Please quote, word for word, the lines of the records below from the line holding "Given the drawing above, where exactly is the tall green" through the line holding "[132,24,142,76]", both lines included, and nothing else.

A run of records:
● ● ● ● ● ● ●

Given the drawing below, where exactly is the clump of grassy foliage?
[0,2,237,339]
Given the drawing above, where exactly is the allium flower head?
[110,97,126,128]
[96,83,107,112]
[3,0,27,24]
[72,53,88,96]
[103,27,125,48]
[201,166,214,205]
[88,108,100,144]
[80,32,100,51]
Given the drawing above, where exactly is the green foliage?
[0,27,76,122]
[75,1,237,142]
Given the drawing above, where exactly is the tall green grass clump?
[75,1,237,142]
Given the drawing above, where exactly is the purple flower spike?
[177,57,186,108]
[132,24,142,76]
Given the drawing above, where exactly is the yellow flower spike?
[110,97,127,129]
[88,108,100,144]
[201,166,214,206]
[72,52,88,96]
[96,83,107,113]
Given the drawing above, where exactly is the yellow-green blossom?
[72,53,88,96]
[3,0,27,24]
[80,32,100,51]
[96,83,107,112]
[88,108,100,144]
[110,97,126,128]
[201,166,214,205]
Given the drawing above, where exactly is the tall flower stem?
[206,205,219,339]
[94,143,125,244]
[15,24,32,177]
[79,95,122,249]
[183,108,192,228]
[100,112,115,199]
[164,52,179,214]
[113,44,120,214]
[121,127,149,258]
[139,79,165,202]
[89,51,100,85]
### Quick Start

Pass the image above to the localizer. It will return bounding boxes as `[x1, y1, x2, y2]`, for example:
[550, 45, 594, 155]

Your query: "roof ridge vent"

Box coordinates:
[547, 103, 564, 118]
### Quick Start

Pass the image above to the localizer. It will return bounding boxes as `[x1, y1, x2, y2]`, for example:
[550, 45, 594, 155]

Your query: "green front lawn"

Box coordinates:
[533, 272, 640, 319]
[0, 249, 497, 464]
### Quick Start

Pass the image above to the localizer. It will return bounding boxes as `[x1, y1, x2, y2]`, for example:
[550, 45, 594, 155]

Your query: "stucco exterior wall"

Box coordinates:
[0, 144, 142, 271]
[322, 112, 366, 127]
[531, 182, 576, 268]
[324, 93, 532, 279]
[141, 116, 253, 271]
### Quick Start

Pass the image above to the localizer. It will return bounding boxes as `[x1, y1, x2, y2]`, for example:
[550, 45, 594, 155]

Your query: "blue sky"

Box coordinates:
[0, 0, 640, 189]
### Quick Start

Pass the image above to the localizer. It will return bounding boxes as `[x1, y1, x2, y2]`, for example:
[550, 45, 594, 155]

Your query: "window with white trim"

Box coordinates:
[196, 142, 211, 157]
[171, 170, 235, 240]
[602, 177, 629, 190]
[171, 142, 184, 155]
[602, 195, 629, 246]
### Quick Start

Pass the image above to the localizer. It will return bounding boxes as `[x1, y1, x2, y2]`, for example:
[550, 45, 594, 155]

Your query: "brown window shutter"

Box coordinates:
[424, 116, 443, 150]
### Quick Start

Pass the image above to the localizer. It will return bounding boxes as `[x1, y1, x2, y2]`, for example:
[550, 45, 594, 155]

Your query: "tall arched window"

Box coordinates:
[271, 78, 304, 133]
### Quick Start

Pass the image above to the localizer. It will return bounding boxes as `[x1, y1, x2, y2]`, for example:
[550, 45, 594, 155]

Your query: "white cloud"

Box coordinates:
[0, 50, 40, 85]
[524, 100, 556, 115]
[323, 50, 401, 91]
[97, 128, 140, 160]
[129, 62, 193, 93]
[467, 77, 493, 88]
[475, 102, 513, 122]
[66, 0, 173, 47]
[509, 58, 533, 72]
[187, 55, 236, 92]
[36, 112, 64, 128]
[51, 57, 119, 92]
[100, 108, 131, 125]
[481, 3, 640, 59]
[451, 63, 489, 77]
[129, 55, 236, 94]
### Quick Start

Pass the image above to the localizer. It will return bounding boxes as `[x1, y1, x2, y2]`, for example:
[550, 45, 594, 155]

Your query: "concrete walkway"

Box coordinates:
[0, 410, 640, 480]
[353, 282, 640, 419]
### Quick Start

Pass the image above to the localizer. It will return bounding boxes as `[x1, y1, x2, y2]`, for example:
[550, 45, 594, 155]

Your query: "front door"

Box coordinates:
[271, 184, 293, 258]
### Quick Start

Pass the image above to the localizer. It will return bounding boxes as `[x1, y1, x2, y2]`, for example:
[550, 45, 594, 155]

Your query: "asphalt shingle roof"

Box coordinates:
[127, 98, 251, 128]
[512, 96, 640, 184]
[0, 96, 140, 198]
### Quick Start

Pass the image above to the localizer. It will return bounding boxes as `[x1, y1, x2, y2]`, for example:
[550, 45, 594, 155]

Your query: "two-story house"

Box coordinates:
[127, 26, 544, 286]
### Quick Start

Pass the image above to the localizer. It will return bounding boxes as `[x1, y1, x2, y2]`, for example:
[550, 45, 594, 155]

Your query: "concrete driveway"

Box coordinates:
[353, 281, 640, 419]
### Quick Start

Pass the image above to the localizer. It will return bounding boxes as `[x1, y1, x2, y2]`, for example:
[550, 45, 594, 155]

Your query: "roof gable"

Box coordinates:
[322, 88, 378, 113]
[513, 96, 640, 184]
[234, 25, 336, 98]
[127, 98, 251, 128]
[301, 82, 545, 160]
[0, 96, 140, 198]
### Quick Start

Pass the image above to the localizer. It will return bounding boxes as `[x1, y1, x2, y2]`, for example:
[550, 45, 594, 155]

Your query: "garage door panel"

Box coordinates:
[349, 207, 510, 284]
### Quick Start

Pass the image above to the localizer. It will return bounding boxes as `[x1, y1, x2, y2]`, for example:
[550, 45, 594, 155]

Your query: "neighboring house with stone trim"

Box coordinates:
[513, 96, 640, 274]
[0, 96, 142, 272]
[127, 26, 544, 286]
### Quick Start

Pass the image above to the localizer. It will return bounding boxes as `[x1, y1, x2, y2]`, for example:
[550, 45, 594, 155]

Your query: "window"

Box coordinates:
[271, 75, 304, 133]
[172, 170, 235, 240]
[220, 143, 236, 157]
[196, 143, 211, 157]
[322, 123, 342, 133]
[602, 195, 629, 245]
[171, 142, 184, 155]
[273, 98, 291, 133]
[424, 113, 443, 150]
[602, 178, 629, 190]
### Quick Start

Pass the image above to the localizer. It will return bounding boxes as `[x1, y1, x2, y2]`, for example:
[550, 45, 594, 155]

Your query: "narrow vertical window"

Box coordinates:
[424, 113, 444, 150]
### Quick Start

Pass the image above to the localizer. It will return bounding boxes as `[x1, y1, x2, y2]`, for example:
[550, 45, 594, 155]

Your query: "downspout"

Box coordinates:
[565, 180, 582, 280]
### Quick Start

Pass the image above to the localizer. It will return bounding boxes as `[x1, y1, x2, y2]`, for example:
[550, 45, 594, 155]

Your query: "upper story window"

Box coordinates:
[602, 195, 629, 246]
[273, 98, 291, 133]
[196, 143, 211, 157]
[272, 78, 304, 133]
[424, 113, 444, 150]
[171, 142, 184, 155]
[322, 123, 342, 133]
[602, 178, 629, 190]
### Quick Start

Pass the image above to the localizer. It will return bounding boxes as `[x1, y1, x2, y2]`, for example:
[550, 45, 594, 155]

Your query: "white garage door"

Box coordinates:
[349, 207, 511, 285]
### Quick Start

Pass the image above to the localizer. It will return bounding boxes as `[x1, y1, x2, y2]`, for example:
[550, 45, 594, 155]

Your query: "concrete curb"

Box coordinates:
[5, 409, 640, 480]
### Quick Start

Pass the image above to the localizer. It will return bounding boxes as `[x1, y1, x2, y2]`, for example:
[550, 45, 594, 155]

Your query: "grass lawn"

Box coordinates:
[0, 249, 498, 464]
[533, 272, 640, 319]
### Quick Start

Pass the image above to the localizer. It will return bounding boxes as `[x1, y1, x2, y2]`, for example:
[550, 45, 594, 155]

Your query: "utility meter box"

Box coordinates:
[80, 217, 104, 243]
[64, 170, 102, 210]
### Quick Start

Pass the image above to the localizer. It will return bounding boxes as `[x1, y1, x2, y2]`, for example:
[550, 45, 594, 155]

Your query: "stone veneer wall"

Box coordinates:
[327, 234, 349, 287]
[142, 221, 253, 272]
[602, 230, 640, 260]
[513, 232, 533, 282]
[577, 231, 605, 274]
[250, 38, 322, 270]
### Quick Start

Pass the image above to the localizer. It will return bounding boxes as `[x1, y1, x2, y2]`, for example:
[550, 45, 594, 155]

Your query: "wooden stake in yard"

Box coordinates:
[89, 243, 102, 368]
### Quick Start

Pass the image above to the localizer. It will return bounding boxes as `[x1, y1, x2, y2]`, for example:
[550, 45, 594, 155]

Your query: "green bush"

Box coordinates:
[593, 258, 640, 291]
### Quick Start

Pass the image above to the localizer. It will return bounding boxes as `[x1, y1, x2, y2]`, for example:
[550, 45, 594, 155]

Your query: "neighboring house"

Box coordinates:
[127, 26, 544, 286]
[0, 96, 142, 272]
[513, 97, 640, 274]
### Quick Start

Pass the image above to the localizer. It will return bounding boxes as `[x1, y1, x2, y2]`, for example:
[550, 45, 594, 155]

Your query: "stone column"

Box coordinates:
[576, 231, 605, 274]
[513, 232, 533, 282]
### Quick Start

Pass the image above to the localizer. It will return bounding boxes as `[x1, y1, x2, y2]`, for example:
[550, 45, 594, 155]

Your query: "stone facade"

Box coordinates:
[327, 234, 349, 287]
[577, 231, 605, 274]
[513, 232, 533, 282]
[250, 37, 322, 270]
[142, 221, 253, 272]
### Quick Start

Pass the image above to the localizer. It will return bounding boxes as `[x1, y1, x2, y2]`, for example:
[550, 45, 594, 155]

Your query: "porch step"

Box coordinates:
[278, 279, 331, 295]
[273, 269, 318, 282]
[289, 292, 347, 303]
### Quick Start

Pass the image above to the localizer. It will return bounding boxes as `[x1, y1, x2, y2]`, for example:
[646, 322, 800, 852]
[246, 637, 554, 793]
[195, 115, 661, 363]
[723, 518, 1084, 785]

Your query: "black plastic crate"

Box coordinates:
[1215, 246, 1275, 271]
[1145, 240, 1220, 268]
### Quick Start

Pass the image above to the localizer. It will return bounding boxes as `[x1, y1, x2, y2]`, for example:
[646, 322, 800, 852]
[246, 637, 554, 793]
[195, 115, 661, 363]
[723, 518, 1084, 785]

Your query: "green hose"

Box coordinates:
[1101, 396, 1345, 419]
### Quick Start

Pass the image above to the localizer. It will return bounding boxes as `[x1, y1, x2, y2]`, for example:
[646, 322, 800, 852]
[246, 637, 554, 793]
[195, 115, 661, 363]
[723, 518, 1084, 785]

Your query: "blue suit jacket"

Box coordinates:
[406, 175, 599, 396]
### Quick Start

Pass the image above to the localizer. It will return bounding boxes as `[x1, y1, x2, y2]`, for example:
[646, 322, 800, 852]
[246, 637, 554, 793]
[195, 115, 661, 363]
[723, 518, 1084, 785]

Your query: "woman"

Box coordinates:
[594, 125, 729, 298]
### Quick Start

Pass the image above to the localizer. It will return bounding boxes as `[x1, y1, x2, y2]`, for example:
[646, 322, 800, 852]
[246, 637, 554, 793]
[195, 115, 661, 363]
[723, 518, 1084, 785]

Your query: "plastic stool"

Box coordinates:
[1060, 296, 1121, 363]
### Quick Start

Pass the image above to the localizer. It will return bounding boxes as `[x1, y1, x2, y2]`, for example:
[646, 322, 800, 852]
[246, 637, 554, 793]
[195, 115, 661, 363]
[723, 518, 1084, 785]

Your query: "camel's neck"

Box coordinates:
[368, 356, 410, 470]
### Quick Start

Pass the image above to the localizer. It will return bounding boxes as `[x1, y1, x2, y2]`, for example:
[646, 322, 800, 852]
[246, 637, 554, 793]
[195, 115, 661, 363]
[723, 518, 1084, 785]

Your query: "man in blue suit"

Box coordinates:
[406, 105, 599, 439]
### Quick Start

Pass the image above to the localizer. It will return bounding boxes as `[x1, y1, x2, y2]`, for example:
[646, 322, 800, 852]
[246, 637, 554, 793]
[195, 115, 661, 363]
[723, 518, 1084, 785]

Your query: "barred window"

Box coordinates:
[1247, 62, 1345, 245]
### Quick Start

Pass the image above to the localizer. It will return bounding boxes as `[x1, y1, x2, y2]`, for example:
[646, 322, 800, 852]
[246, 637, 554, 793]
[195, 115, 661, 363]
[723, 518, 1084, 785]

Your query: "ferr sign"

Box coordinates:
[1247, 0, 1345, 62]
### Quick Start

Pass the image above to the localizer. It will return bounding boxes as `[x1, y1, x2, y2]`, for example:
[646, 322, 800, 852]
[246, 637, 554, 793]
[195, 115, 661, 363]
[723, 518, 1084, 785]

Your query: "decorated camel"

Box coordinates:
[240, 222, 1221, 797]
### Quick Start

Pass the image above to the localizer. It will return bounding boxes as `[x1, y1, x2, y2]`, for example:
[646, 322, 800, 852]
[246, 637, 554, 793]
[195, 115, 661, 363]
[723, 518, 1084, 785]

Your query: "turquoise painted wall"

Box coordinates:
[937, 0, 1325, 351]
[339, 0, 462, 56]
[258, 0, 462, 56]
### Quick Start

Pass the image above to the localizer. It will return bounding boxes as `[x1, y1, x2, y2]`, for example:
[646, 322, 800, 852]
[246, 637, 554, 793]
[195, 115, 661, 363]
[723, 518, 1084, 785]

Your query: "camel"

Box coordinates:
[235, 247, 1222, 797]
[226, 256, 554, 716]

● ● ● ● ● ● ●

Correct result
Given the drawing above, where exactly is the tall green grass clump?
[75,1,237,142]
Given the drawing above, where exactly is the purple flower spike?
[177,57,186,108]
[132,24,142,76]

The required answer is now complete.